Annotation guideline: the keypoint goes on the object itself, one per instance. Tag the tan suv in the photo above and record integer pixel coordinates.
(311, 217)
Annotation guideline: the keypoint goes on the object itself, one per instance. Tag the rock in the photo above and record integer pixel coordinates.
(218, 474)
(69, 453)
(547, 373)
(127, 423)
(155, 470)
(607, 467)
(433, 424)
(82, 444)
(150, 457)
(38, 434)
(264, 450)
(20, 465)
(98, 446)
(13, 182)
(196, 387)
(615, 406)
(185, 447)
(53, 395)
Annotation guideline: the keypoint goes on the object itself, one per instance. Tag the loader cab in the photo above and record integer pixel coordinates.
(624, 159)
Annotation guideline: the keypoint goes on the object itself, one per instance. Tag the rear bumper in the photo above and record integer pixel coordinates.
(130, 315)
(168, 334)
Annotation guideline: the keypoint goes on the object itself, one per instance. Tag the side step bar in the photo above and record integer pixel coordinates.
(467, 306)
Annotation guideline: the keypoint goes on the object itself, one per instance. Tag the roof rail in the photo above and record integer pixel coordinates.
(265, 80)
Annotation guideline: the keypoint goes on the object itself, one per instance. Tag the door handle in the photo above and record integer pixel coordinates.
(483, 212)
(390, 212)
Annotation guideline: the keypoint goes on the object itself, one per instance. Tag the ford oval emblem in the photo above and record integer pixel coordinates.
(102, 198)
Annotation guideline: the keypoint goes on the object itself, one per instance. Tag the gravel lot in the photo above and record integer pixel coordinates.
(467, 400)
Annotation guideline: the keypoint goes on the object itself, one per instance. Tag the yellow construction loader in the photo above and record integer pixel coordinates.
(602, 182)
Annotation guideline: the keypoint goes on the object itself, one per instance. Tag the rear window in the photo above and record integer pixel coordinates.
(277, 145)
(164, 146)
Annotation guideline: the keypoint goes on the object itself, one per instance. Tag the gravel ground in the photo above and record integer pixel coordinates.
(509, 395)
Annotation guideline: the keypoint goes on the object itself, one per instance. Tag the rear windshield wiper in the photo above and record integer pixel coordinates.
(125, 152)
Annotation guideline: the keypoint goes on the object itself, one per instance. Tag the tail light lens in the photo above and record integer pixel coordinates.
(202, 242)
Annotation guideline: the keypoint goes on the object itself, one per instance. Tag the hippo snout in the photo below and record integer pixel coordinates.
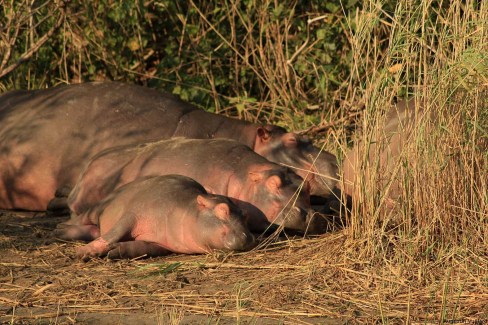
(294, 218)
(240, 241)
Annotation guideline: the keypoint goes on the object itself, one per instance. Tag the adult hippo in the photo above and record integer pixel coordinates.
(47, 136)
(267, 192)
(156, 216)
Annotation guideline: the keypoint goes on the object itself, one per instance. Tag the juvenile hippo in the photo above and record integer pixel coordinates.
(47, 136)
(266, 191)
(156, 216)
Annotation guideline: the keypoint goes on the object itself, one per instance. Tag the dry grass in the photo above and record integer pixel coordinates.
(298, 281)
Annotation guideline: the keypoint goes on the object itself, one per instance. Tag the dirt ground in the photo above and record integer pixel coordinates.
(293, 282)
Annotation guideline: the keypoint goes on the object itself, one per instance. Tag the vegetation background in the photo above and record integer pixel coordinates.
(323, 68)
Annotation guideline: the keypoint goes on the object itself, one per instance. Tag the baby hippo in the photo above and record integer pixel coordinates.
(155, 216)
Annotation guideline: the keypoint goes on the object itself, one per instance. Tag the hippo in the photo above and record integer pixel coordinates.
(266, 191)
(155, 216)
(48, 135)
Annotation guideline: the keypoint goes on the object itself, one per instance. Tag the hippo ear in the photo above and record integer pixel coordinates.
(273, 184)
(203, 202)
(256, 176)
(263, 134)
(289, 140)
(222, 211)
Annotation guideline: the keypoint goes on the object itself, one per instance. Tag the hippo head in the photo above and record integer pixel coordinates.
(283, 197)
(222, 224)
(318, 167)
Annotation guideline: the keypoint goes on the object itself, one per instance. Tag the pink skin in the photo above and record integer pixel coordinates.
(266, 191)
(156, 216)
(49, 135)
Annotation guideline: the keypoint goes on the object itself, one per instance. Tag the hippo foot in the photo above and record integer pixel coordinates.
(134, 249)
(97, 248)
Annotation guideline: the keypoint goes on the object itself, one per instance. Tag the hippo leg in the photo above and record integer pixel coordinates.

Instruction: Quote the entries in full. Any image among them is to be omitted from the copy.

Expected answer:
Annotation guideline: the keypoint goes on the object itself, one per instance. Tag the tan suv in the photo above and record integer pixel coordinates.
(311, 217)
Annotation guideline: the keypoint goes on the object itself, one per instance. Tag the rock in the photo above and record integer pixel coordinates.
(218, 474)
(69, 453)
(547, 373)
(127, 423)
(155, 470)
(607, 467)
(433, 424)
(82, 444)
(150, 457)
(38, 434)
(264, 450)
(20, 465)
(98, 446)
(13, 182)
(196, 387)
(615, 406)
(185, 447)
(53, 395)
Annotation guideline: the keypoint goes on the object itself, one per instance. Tag the loader cab in the photo above and record integer pixel coordinates.
(624, 159)
Annotation guideline: the keypoint goes on the object itself, one per instance. Tag the rear bumper in the photo above and record integer pixel coordinates.
(130, 315)
(168, 334)
Annotation guideline: the keypoint goes on the object itself, one per instance. Tag the side step bar in the photo above and record integer pixel coordinates.
(467, 306)
Annotation guideline: the keypoint goes on the object itself, one per instance. Tag the roof rail in the photo above and record integer pixel coordinates.
(265, 80)
Annotation guideline: the keypoint goes on the object itself, one per instance. Tag the door handle in the photo above and record integer pixel coordinates.
(483, 212)
(390, 212)
Annotation guideline: the keypoint goes on the object itself, one per instance. Tag the ford oval emblem in the photo above and record integer pixel coordinates.
(102, 198)
Annotation guideline: the keypoint goes on the object itself, one per instance. Tag the gravel lot in the photo above and record integer pixel coordinates.
(467, 400)
Annotation guideline: the keypoint goes on the object itself, one per instance. Tag the yellow construction loader in the photo above and record integer pixel coordinates.
(602, 182)
Annotation guideline: the keypoint goes on the object itself, one per instance. Tag the rear window in the photo above and record integer pixel coordinates.
(277, 145)
(164, 146)
Annotation guideline: the keypoint goes on the object itself, one per instance. Tag the gravel ground in the photo above and record integer pixel coordinates.
(509, 395)
Annotation guideline: the keypoint goes on the object itself, one per instance. Tag the rear windshield wiper in the photo above and record integer pixel coordinates.
(125, 152)
Annotation guideline: the keypoint goes on the object itself, one per instance. Tag the tail light lens in the photo above and record integer pixel coordinates.
(202, 242)
Annotation guideline: the keypoint goes on the object itself, one per instance. Tag the hippo snout in the photo below and record integer pixel coordinates.
(294, 218)
(240, 241)
Annotation guideline: the keypoint goes on the object itself, one per instance. Tag the adult hippo in the photo above and record integer pixel coordinates.
(47, 136)
(267, 192)
(156, 216)
Annotation guideline: the keypoint goes on the object itself, one per instance. Tag the juvenile hippo in the photo above and record integer pixel coordinates.
(47, 136)
(266, 191)
(156, 216)
Annotation guideline: the keypoint goes on the object itself, one per instance. Tag the dry grass in the photo above and record integer pixel coordinates.
(298, 281)
Annotation guideline: the keypoint goes on the object itself, one per instance. Tag the dirt ground in the photo above and record integer pixel coordinates.
(293, 282)
Annotation guideline: the keypoint goes on the object itself, one per instance. Tag the vegetation background in the photo above and record integer pixel coordinates.
(323, 68)
Annotation guideline: the keypoint goes on the object itself, one per instance. Tag the baby hippo in the photo above and record integer pixel coordinates.
(155, 216)
Annotation guideline: the keypoint goes on the object itself, one per instance. Tag the hippo in the photo above and record integer pixel coordinates.
(266, 191)
(155, 216)
(48, 135)
Annotation guideline: the keypoint goes on the object itself, one per instance. Tag the hippo ear in the photo above and record integer pixel coordinates.
(273, 184)
(203, 202)
(256, 176)
(263, 134)
(289, 140)
(222, 211)
Annotation guideline: the keypoint goes on the object itself, one per instance. Tag the hippo head in the photo above and record integer pixel coordinates.
(283, 197)
(222, 224)
(318, 167)
Annotation guideline: the keypoint goes on the object itself, one per instance. Tag the pink skin in the photo above and record integer pixel coordinates.
(266, 191)
(156, 216)
(49, 135)
Annotation guideline: the keypoint goes on the object itself, one per instance. Tag the hippo foot in the photo above and record integer pixel coordinates.
(134, 249)
(97, 248)
Annotation guideline: the keypoint goes on the object itself, one per instance. Tag the hippo leg in the photo above and record integer pixel coordinates.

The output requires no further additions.